提示文>

= = = = =

社会に出るときに壁が多すぎる——元施設児童の視点から

「なんで、おかんは私を置いていったんやろう」

7歳の私は、児童養護施設の二段ベッドで、毎晩のようにそう考えていました。

3年後、おかんは私を引き取りに来ました。でも、その3年間の経験は、私の人生に深い影を落とすことになります。

今日は、私自身の短い施設生活の経験と、その後支援する立場として見てきた現実から、施設で育つ子どもたちが直面する課題について、率直にお話ししたいと思います。

目次

施設という場所で見たもの

私の施設生活は3年間。
それは短い期間だったかもしれません。

でも、そこで出会った仲間たちの姿は、今でも鮮明に覚えています。

「高校に行きたいけど、お金がない」
「就職したいけど、身元引受人がいない」
「もう来年で18歳なのに、これからどうしよう」

年長の子たちの会話を、私は子供ながらに不安を感じながら聞いていました。

退所後の生活から見えてきた現実

10歳でおかんが引き取りに来たとき、私は複雑な思いを抱えていました。

「やっと迎えに来てくれた」という喜びと、
「なんで3年も放っておいたんだ」という怒り。

そして何より、施設に残る仲間たちへの切ない思い。

その後の人生で、私は様々な挫折と再起を経験しました。
その度に思い出すのは、あの施設で出会った仲間たちの姿です。

現在、施設退所者が直面する具体的な壁

1. 経済的な壁

私の知る限り、多くの施設退所者が以下のような課題に直面しています:

  • 進学資金の確保
  • 生活費の工面
  • 緊急時の蓄えのなさ

2. 心理的な壁

私自身も経験した心の傷:

  • 「見捨てられた」という深い喪失感
  • 自己肯定感の低さ
  • 他者への基本的信頼の揺らぎ

3. 社会的な壁

支援の現場で日々感じること:

  • 施設出身というレッテル
  • 保証人問題
  • 就職時の不利益

私が考える解決への道筋

1. 切れ目のない支援体制

  • 18歳以降も続く経済的支援
  • 段階的な自立プログラム
  • メンターシップの導入

2. 心理的サポート

私自身の経験から特に重要だと感じるもの:

  • 継続的なカウンセリング
  • 仲間との交流機会
  • 相談できる大人の存在

3. 社会の理解促進

現在、TherActionで取り組んでいること:

  • 企業向け啓発活動
  • メディアへの情報発信
  • 支援ネットワークの構築

希望の光

私は3年という短い施設生活でしたが、その経験は私に大きな使命を与えてくれました。

= = = = =

学習課題>
a - 児童養護施設についての文章から、「でも、そこで出会った仲間たちの姿は、今でも鮮明に覚えています。」で始まり「10歳でおかんが引き取りに来たとき、私は複雑な思いを抱えていました。」まで続く部分を一字も変えずに写してください。
b - 児童養護施設についての文章を、最後の文のあとから続けて書いてください。

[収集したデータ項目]
= = = = =

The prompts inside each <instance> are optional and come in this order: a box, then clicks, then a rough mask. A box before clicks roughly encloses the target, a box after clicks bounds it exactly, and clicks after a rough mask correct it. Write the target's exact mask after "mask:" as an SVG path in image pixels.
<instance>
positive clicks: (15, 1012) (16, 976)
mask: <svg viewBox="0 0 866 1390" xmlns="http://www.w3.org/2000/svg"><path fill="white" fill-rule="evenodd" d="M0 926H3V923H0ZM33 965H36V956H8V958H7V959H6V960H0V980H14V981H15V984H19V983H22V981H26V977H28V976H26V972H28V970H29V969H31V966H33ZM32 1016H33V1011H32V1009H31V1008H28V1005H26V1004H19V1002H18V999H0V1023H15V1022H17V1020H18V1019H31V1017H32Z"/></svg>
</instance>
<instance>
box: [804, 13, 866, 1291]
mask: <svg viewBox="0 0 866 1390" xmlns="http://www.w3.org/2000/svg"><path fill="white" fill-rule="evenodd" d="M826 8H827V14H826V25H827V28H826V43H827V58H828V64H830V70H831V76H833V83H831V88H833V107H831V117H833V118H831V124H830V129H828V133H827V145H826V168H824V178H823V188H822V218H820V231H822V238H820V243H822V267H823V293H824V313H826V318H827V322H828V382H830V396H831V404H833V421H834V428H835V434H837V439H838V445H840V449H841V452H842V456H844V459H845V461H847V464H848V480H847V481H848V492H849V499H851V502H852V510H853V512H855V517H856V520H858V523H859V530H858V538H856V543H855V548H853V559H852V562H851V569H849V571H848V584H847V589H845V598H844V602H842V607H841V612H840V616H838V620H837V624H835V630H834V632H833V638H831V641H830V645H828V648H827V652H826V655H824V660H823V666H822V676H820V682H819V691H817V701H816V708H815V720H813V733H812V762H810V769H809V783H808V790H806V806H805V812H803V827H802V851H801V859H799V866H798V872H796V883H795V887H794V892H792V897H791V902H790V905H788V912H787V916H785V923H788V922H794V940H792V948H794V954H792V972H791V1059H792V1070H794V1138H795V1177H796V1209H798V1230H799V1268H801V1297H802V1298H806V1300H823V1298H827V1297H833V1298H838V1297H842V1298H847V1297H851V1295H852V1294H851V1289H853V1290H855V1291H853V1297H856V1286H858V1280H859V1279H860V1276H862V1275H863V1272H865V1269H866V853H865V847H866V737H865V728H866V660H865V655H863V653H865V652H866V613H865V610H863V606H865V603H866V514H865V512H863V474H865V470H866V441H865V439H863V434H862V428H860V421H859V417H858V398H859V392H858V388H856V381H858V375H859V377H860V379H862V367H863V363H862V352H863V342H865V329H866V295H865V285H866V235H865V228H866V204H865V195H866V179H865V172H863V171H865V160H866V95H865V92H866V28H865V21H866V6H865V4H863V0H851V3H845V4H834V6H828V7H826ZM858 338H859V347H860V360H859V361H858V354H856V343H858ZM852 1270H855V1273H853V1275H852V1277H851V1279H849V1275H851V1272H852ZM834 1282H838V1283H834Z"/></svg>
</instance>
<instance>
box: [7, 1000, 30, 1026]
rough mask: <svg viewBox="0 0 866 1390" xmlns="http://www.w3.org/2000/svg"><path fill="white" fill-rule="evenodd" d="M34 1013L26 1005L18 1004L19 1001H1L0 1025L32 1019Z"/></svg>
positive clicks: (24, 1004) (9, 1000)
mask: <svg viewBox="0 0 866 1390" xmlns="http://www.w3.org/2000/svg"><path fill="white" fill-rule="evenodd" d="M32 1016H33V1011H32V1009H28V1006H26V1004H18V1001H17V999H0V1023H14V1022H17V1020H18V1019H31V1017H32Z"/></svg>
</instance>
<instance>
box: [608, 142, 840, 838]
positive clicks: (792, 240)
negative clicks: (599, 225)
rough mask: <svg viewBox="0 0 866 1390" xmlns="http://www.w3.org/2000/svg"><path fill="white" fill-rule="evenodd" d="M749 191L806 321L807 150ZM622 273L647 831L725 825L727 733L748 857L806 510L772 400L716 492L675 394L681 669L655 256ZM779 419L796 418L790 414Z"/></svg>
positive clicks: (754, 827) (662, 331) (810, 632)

= = = = =

課題の解答>
a -
でも、そこで出会った仲間たちの姿は、今でも鮮明に覚えています。

「高校に行きたいけど、お金がない」
「就職したいけど、身元引受人がいない」
「もう来年で18歳なのに、これからどうしよう」

年長の子たちの会話を、私は子供ながらに不安を感じながら聞いていました。

退所後の生活から見えてきた現実

10歳でおかんが引き取りに来たとき、私は複雑な思いを抱えていました。

b -
今、TherActionを通じて施設退所者の支援に関わる中で、嬉しい変化も見えてきています:

  1. 企業の理解促進
  • 採用枠の設定
  • 住宅支援の提供
  • 継続的なサポート体制
  1. 支援の多様化
  • 奨学金制度の充実
  • 住宅支援の拡大
  • 就労支援プログラムの発展

私からのメッセージ

施設で育つ子どもたち、そして施設を巣立っていく若者たちへ。

私は3年間という短い施設生活でしたが、その経験は決して無駄ではありませんでした。
むしろ、その経験があったからこそ、今、皆さんの気持ちに寄り添える仕事ができているのだと思います。

どんな環境で育っても、必ず未来は開けます。
その証として、私たちTherActionは、いつでもあなたの味方でありたいと思っています。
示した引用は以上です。